■ SET EXERCISE: Begin at the line that contains "Where can you spot the cut" and stop after the last line. Rewrite each of those lines, shifting every x and y coordinate up by 99 and keeping all other text unchanged.
+++++
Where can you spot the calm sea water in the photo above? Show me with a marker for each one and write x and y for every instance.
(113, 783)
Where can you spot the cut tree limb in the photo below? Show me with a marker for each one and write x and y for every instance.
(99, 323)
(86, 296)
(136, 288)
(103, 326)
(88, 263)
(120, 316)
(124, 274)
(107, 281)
+++++
■ RESPONSE TO THIS EXERCISE:
Where can you spot the cut tree limb in the photo below? Show me with a marker for each one and write x and y for every instance.
(198, 422)
(185, 395)
(235, 387)
(202, 425)
(187, 362)
(219, 415)
(223, 373)
(206, 380)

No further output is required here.